§ Task requirements:
Will you quote all of the entries, word for word?

Entries taken from a collection
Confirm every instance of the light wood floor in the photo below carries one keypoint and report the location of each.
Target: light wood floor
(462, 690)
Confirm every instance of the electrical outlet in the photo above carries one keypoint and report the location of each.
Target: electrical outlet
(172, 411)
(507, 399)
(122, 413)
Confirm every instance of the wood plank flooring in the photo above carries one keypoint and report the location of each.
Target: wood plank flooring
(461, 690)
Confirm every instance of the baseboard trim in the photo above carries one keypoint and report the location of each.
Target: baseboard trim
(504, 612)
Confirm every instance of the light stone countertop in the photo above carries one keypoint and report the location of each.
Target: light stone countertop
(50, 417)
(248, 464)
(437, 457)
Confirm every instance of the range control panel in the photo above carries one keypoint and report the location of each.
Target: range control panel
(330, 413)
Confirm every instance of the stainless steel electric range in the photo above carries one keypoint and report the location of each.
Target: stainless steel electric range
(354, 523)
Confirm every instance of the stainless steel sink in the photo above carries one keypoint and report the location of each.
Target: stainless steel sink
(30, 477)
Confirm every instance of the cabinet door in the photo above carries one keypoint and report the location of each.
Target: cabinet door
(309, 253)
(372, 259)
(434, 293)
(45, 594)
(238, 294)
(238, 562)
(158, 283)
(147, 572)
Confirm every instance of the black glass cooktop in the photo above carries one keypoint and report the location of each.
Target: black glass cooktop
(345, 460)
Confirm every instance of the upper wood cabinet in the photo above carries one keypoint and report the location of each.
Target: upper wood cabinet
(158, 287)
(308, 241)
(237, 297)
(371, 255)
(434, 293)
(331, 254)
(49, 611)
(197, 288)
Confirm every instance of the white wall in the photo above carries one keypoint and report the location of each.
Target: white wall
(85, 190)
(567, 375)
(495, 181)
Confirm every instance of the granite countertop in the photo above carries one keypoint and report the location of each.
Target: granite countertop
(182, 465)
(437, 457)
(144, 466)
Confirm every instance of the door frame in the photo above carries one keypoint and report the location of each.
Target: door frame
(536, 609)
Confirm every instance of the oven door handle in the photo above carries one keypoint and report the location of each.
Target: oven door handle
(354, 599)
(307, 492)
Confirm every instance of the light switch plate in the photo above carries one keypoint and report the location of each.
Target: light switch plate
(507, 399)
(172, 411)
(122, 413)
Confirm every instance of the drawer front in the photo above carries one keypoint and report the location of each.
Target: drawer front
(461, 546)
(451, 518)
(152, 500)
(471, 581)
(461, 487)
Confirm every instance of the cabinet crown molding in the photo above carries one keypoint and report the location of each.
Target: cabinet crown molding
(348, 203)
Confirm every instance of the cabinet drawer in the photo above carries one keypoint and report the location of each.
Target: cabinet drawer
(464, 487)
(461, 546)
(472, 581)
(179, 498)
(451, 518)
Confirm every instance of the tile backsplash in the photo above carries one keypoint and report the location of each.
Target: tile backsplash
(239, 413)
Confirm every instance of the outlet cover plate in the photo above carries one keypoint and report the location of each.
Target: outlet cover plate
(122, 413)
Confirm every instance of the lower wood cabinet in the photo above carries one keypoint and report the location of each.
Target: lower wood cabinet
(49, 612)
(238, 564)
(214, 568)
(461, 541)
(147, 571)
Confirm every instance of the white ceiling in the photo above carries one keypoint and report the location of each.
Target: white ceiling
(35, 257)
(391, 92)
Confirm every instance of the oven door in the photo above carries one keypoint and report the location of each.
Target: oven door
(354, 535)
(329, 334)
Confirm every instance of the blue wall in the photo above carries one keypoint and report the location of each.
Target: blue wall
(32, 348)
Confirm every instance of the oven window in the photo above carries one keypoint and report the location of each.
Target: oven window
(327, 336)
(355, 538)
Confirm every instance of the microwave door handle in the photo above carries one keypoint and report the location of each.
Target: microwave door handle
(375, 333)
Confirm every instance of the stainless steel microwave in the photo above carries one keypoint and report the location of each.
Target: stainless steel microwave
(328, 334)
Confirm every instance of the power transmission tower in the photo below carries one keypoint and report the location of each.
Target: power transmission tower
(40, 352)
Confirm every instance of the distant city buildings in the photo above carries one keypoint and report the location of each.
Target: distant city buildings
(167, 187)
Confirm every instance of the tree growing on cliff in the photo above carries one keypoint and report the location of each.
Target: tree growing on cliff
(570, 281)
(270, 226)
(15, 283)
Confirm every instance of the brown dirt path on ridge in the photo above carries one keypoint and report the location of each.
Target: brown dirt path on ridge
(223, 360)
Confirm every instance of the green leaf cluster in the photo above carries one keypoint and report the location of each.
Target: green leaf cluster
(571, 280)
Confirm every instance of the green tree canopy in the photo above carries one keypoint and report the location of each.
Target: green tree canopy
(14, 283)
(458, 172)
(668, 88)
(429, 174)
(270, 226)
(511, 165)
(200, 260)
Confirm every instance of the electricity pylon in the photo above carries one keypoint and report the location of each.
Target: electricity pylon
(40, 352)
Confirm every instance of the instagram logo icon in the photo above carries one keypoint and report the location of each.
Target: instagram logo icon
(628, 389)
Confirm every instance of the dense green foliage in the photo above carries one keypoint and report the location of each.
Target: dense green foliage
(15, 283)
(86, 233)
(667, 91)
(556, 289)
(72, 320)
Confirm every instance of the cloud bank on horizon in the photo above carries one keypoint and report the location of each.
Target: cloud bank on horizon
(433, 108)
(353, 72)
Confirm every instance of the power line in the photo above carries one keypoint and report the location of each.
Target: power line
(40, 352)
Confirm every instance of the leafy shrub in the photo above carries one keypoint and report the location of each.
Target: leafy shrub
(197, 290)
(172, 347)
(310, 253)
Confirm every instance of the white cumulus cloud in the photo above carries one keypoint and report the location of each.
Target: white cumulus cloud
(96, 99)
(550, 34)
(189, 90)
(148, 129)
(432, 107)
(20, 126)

§ The answer:
Confirm every instance of the light wood floor in the photo below carries one keypoint and report the location of each.
Target: light wood floor
(462, 690)
Confirm every instance of the electrical outlet in the photo above carries one keypoint and report the location of each.
Target: electrical outlet
(172, 411)
(507, 399)
(122, 413)
Confirm every instance of the wood plank flooring in the photo above carries one keypoint and report the location of each.
Target: wood plank flooring
(461, 690)
Confirm every instance of the baseboard trim in the photo above carries one keypoint and report the location of each.
Target: baseboard trim
(504, 612)
Confirm every instance of the light stone countertop in the photo above carries one keypoint and report the location of each.
Target: light stone countertop
(50, 417)
(248, 464)
(437, 457)
Confirm every instance of the range control panel in the photo above carries one keypoint and report the location of each.
Target: range control panel
(330, 413)
Confirm every instance of the stainless steel electric range in the photo above carries one keypoint and report the location of each.
Target: stainless steel electric range
(354, 523)
Confirm every instance of the stainless steel sink in the photo above carries one keypoint and report the location of each.
Target: stainless steel sink
(30, 477)
Confirm every instance of the cabinet door in the photo above carries one keypoint and report the location of each.
Target: cabinet door
(309, 253)
(372, 259)
(434, 293)
(45, 594)
(238, 294)
(238, 562)
(158, 283)
(147, 572)
Confirm every instance of the black glass cooktop in the photo above carries one keypoint and report the location of each.
Target: black glass cooktop
(345, 460)
Confirm every instance of the upper wood cabinet in the photo above carries one keypoint and report the location of each.
Target: upper wood cabinet
(158, 287)
(308, 241)
(237, 297)
(371, 255)
(434, 293)
(331, 254)
(49, 611)
(197, 288)
Confirm every instance of the white wall in the photo above carries one keypoint and report the location of each.
Target: white wall
(85, 190)
(567, 375)
(495, 181)
Confirm every instance of the granite countertop in the photo above carries one keypoint and report the location of each.
Target: granite countertop
(182, 465)
(437, 457)
(144, 466)
Confirm every instance of the door frame in the photo above carries one keypoint and report the location of each.
Target: door frame
(536, 609)
Confirm every instance of the oven door handle in the photo above carries one keypoint and report the location of each.
Target: oven door handle
(354, 599)
(307, 492)
Confirm every instance of the light switch plate in the photo above carries one keypoint and report the location of each.
Target: light switch plate
(507, 399)
(172, 411)
(122, 413)
Confirm every instance of the drawer front in the photo above carries one keypoint and report the location of each.
Target: drawer front
(461, 546)
(451, 518)
(152, 500)
(471, 581)
(461, 487)
Confirm every instance of the cabinet crown molding in the photo above carries one keypoint and report the location of each.
Target: cabinet crown molding
(348, 203)
Confirm every instance of the cabinet drawer in the photo above carries one keypoint and report the location of each.
Target: cabinet drawer
(464, 487)
(461, 546)
(472, 581)
(179, 498)
(451, 518)
Confirm every instance of the tile backsplash in the photo above carries one keypoint and report the location of each.
Target: tile backsplash
(239, 413)
Confirm every instance of the outlet cover plate in the photo above carries one keypoint and report the location of each.
Target: outlet cover plate
(122, 413)
Confirm every instance of the lower wood cabinet in the photo above carries one keypoint and report the location of each.
Target: lower wood cabinet
(49, 612)
(238, 564)
(214, 568)
(461, 541)
(147, 571)
Confirm every instance of the white ceiling in the photo above carries one keypoint and report the location of each.
Target: white ceiling
(35, 257)
(391, 92)
Confirm every instance of the oven door in the photo above carries one keypoint and report the location of each.
Target: oven door
(354, 535)
(329, 334)
Confirm every instance of the blue wall in the photo above carries one keypoint and report the location of each.
Target: blue wall
(32, 348)
Confirm every instance of the oven window in the photo above carries one keypoint and report the location of each.
Target: oven window
(327, 336)
(355, 538)
Confirm every instance of the microwave door handle in the photo above carries one keypoint and report the location of each.
Target: microwave door handle
(375, 333)
Confirm every instance of the stainless steel microwave in the photo above carries one keypoint and report the location of each.
Target: stainless steel microwave
(328, 334)
Confirm every instance of the power transmission tower in the photo below carries one keypoint and report the location of each.
Target: power transmission tower
(40, 352)
Confirm every instance of the distant city buildings in the photo above carries one keypoint and report the location of each.
Target: distant city buildings
(167, 187)
Confirm every instance of the tree growing on cliff in the photo above carries one keypoint and report the location of each.
Target: tree growing on cliff
(570, 281)
(270, 226)
(15, 283)
Confirm every instance of the brown dirt path on ridge in the photo above carries one keypoint and report the location of each.
Target: brown dirt path on ridge
(223, 360)
Confirm every instance of the green leaf cluster in the photo above carries one keypoint and report the location of each.
Target: green leaf cluster
(571, 280)
Confirm every instance of the green tree canopy in the photo above carries one keypoint and report the location of each.
Target: green tree canopy
(14, 283)
(458, 172)
(668, 88)
(429, 174)
(270, 226)
(511, 165)
(200, 260)
Confirm every instance of the electricity pylon in the photo above carries one keypoint and report the location of each.
Target: electricity pylon
(40, 352)
Confirm every instance of the instagram logo icon in the photo above carries one keypoint and report the location of each.
Target: instagram logo icon
(628, 389)
Confirm every instance of the dense green foliage in the photo above carries one keypoint and report the location of each.
Target: dense green foliage
(15, 283)
(86, 233)
(667, 91)
(556, 289)
(72, 320)
Confirm every instance of the cloud bank on horizon in the photo above carries one keypoint and report the location of each.
Target: cloud bank on horizon
(433, 108)
(353, 72)
Confirm every instance of the power line in the photo above carries one keypoint and report the location of each.
Target: power line
(40, 352)
Confirm every instance of the leafy shrub in the photo above carries one keypoint and report the location of each.
Target: leafy shrub
(197, 290)
(172, 347)
(310, 253)
Confirm every instance of the white cumulus cloud in the photo above carries one keypoint and report the location of each.
Target: white cumulus cloud
(96, 99)
(550, 34)
(189, 90)
(148, 129)
(432, 107)
(20, 126)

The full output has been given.